# [Description of the task]
Copy each line of the data below exactly, leaving out pictures.

------ Data for this task

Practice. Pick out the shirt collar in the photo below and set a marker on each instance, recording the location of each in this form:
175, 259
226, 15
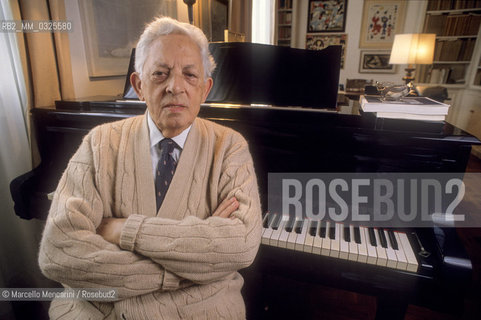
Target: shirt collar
156, 136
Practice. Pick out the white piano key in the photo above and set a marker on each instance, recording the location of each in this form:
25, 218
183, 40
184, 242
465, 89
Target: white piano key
302, 236
391, 255
326, 242
282, 243
317, 247
362, 247
343, 244
353, 246
408, 251
371, 250
335, 244
274, 241
380, 251
266, 231
402, 263
309, 242
291, 240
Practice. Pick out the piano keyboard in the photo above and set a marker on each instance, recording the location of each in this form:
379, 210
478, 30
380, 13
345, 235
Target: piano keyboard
376, 246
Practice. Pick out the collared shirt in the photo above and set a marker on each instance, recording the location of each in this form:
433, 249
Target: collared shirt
156, 136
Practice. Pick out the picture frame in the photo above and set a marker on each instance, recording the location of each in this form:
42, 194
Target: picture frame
327, 16
376, 62
319, 42
381, 21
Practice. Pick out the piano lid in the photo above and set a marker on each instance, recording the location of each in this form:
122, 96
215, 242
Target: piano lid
250, 73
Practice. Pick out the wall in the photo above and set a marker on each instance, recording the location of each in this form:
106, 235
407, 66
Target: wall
84, 86
412, 24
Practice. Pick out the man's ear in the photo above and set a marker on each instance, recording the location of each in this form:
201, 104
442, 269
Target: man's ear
136, 83
208, 86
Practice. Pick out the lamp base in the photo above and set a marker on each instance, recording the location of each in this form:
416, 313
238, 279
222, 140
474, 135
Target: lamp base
409, 77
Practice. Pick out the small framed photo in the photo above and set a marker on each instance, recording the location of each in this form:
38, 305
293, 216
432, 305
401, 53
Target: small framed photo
319, 42
327, 16
381, 20
376, 62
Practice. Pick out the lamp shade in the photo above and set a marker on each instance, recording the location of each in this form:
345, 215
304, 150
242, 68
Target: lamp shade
413, 48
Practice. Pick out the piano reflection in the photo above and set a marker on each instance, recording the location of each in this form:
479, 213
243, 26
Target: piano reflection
283, 101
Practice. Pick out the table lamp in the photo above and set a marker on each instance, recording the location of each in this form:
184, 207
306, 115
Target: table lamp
411, 49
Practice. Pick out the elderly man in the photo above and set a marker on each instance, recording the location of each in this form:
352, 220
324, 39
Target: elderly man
170, 246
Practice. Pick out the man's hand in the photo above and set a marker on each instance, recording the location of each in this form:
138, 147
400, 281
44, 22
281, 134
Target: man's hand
226, 208
110, 229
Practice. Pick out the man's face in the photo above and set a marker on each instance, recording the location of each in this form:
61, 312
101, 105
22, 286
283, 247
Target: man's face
173, 84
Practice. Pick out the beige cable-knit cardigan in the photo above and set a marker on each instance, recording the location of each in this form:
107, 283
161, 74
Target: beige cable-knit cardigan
179, 262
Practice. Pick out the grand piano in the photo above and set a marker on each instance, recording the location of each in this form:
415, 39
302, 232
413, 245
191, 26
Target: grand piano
283, 101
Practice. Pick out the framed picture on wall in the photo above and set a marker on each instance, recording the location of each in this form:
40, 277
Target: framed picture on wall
381, 21
327, 16
376, 62
319, 42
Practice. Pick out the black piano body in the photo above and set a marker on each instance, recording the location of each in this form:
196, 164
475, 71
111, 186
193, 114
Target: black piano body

------------

# [Result of the exercise]
Practice. Pick out the shirt collar in the photo below and set a marker on each instance, recording the location of each in this form:
175, 259
226, 15
Target: shirt collar
156, 136
Practice. Pick out the white piano key in the photo above and set a marker on each instance, recording the location of each in this form:
25, 218
183, 40
184, 242
465, 89
Target: white piano key
302, 236
391, 255
326, 242
282, 243
317, 247
362, 247
343, 244
353, 246
408, 251
371, 250
335, 244
274, 241
380, 251
266, 231
402, 263
309, 242
291, 240
Practice. Pick out the piano keyboard in the photo above and set a marker on each instance, recording the location of each in this form:
379, 210
478, 30
380, 13
345, 235
Target: piano keyboard
376, 246
Practice. Pick out the collared shirt in the photo above and set a marker on each instance, recording the location of each in this form:
433, 249
Target: collared shirt
156, 136
Practice. Pick out the picture frame in the photo above and set a marker on each instance, recording the location of each in this form:
42, 194
Target: picture frame
327, 16
376, 62
319, 42
381, 21
Practice. Pick out the piano lid in the photo above and set a marker on each instance, recording the location of each in this form:
122, 96
215, 242
Target: piano lid
250, 73
Practice. Pick out the wall in the photo above and set a marker on each instance, recording the location of each in this form:
106, 235
407, 66
Target: wall
84, 86
412, 24
Practice. Pick out the man's ear in the photo above and set a marker on each instance, recording the location of each in this form:
201, 104
442, 269
Target: man's ear
136, 83
208, 86
Practice. Pick out the lamp base in the photo above and set a marker on each instance, recording the location of each in this form:
416, 313
238, 279
222, 140
474, 135
Target: lamp base
409, 77
Practice. Pick out the small framed photo in the photo above and set a marker on each instance, recording the location of each in this form:
38, 305
293, 216
432, 305
401, 53
Target: small framed photo
319, 42
327, 16
381, 20
376, 62
Practice. Pick out the lamp shade in the photo above and set a marker on each instance, recording the location of each in this form:
345, 215
304, 150
242, 68
Target: lamp shade
413, 48
Practice. Pick out the piano reflection in the photo above and set a marker on each instance, recording the location of each in this form:
479, 213
243, 26
Target: piano reflection
283, 101
Practice. Pick out the table lamp in the photo above and set a marker on each instance, recording the location of each in this form:
184, 207
306, 115
Target: table lamp
411, 49
Practice. Pick out the elderly man in the photo above and set a marker on each instance, recording the location of each in this form:
352, 220
324, 39
Target: elderly man
170, 246
Practice. Pick out the man's hand in the photo above and set a marker on each instance, recording the location of each in this form:
138, 147
400, 281
44, 22
281, 134
Target: man's hand
226, 208
110, 229
Practice. Pick out the man's face in the photo above and set a marker on each instance, recording the location of each in this form:
61, 312
101, 105
22, 286
283, 247
Target: man's face
173, 84
Practice. Pick out the beige cable-knit cardigan in the photo above and set a marker on each instance, recording the location of each in this form:
107, 283
161, 74
Target: beige cable-knit cardigan
179, 262
Practice. Pick out the grand piano in the photo above and set a marker on each instance, recording the location of each in this form:
415, 39
302, 232
413, 245
191, 26
Target: grand piano
283, 101
Practice. Pick out the framed picture on wall in the photo above and set a marker on each instance, recording the location of each in this form:
40, 277
Target: framed picture on wall
381, 21
327, 16
376, 62
319, 42
Practice. Pick out the black piano body in the photo above and set a marker on each instance, recording the location of each in this form:
196, 164
475, 71
111, 186
193, 114
Target: black piano body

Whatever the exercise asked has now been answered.